Extract every line in the listing below that contains the word "background".

· · · · ·

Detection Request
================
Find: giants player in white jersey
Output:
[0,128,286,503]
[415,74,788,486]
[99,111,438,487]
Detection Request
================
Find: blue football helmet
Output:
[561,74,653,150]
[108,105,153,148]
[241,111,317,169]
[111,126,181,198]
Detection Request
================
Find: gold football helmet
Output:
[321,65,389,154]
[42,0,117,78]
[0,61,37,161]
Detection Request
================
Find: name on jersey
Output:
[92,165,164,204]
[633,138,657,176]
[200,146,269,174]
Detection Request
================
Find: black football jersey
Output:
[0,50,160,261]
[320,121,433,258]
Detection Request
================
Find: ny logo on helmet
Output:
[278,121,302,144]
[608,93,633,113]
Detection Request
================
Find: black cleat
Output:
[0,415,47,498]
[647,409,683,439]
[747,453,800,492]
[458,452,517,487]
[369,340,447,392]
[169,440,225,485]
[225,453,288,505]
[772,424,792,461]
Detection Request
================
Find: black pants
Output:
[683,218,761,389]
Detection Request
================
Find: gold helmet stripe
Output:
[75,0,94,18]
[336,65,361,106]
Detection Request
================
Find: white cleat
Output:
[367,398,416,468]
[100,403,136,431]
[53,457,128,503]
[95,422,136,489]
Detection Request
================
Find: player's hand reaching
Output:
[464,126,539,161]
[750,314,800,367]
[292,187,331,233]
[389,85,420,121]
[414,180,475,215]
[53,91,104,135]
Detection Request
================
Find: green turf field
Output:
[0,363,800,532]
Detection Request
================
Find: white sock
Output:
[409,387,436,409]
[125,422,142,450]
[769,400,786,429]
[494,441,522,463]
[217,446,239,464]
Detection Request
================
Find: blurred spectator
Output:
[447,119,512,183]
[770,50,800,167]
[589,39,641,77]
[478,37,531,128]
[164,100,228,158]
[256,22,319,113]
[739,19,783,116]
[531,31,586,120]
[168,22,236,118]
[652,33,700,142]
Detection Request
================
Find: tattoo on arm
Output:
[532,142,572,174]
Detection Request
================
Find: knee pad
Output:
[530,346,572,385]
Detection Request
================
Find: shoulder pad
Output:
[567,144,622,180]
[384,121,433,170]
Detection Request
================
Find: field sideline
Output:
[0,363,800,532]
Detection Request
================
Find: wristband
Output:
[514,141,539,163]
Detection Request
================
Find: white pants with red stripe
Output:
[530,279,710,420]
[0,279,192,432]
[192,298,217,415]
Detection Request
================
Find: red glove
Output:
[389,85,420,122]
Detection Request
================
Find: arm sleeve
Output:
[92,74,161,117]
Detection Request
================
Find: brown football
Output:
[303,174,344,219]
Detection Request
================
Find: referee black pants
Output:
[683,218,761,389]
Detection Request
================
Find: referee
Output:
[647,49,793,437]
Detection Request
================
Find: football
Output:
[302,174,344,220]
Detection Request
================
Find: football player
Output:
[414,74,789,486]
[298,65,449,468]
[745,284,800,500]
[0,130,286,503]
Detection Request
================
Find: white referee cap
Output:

· · · · ·

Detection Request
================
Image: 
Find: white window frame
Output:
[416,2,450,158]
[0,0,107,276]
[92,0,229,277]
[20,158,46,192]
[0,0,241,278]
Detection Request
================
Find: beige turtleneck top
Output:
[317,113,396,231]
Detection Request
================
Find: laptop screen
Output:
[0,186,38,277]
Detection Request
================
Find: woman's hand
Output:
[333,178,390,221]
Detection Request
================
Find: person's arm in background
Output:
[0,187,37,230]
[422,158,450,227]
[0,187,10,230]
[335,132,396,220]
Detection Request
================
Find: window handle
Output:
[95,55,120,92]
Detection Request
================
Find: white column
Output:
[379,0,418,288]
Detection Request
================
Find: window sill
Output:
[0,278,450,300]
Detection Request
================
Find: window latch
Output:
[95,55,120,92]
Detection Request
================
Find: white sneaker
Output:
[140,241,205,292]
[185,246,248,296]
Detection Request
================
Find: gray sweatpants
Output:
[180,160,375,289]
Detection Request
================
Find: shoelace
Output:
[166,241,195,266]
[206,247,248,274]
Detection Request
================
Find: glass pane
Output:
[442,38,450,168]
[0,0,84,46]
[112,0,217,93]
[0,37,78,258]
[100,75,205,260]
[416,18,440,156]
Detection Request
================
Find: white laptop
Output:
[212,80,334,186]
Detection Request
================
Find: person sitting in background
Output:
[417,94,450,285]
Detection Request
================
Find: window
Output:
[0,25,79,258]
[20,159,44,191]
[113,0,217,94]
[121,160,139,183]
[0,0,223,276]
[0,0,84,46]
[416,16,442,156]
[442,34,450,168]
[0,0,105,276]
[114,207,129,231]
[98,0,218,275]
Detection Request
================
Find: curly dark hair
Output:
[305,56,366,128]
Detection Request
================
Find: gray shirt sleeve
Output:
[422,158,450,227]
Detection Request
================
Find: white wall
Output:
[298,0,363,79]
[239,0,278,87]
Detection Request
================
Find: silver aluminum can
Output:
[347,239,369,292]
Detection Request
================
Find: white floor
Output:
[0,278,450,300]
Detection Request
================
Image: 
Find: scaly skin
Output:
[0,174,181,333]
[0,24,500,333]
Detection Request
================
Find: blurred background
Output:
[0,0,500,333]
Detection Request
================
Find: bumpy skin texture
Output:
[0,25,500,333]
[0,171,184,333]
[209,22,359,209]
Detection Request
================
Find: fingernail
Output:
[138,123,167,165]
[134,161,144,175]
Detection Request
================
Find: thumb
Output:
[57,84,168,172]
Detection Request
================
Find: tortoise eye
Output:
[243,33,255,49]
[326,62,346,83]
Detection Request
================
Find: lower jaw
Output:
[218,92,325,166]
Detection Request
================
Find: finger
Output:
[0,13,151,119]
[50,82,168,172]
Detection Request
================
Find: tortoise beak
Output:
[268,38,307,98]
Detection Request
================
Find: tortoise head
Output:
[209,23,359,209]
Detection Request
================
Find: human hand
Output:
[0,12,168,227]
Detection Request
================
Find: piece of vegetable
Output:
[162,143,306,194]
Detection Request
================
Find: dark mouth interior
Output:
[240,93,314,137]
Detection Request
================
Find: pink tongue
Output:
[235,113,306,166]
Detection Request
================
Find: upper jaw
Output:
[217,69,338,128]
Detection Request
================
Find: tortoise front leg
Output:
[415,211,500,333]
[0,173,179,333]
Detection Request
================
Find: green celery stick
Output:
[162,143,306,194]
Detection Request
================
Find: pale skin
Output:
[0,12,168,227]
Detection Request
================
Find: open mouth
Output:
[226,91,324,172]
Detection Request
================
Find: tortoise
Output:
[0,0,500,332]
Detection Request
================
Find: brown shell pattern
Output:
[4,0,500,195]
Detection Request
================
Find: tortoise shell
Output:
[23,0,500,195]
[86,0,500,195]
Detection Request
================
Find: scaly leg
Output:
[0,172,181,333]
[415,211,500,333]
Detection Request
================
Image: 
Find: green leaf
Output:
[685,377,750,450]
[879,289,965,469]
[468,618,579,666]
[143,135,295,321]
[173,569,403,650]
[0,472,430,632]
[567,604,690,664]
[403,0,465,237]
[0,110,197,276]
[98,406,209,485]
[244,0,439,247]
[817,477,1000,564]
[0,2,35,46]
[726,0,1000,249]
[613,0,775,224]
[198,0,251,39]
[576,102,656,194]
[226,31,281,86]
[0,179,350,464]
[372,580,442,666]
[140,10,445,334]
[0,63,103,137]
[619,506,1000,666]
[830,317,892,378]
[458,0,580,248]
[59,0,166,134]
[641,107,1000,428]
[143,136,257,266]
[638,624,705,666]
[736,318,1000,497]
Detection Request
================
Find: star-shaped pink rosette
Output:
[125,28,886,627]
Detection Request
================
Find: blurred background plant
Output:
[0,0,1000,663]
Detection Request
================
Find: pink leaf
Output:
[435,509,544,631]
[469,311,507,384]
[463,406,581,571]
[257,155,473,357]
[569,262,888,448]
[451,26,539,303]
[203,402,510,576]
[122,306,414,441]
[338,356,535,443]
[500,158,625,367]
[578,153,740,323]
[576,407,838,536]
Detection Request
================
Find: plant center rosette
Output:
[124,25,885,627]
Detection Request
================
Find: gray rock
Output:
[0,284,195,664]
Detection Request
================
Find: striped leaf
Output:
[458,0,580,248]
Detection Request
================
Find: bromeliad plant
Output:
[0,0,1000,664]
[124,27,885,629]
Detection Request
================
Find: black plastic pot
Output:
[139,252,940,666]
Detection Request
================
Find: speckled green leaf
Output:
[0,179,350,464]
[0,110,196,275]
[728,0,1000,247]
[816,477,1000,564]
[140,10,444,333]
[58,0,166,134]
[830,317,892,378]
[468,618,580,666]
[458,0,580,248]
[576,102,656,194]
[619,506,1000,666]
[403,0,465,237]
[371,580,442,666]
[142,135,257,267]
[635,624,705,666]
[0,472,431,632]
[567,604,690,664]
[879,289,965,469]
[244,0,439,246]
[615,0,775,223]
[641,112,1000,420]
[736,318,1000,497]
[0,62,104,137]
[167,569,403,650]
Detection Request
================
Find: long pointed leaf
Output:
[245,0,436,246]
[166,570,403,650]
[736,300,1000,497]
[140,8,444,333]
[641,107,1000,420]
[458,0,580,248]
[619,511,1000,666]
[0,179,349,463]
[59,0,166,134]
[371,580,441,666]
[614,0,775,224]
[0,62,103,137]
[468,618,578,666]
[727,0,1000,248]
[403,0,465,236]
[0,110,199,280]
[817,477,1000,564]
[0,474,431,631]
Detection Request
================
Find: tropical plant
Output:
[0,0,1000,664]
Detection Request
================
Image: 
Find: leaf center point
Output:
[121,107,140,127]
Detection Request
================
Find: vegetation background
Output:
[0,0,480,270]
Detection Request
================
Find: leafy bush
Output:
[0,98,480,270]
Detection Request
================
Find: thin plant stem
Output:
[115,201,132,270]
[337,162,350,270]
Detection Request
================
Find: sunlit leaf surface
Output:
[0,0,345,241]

· · · · ·

COMPLETED EXERCISE ->
Find: person's arm in background
Find: person sitting in background
Find: blurred background
Find: blurred background plant
Find: vegetation background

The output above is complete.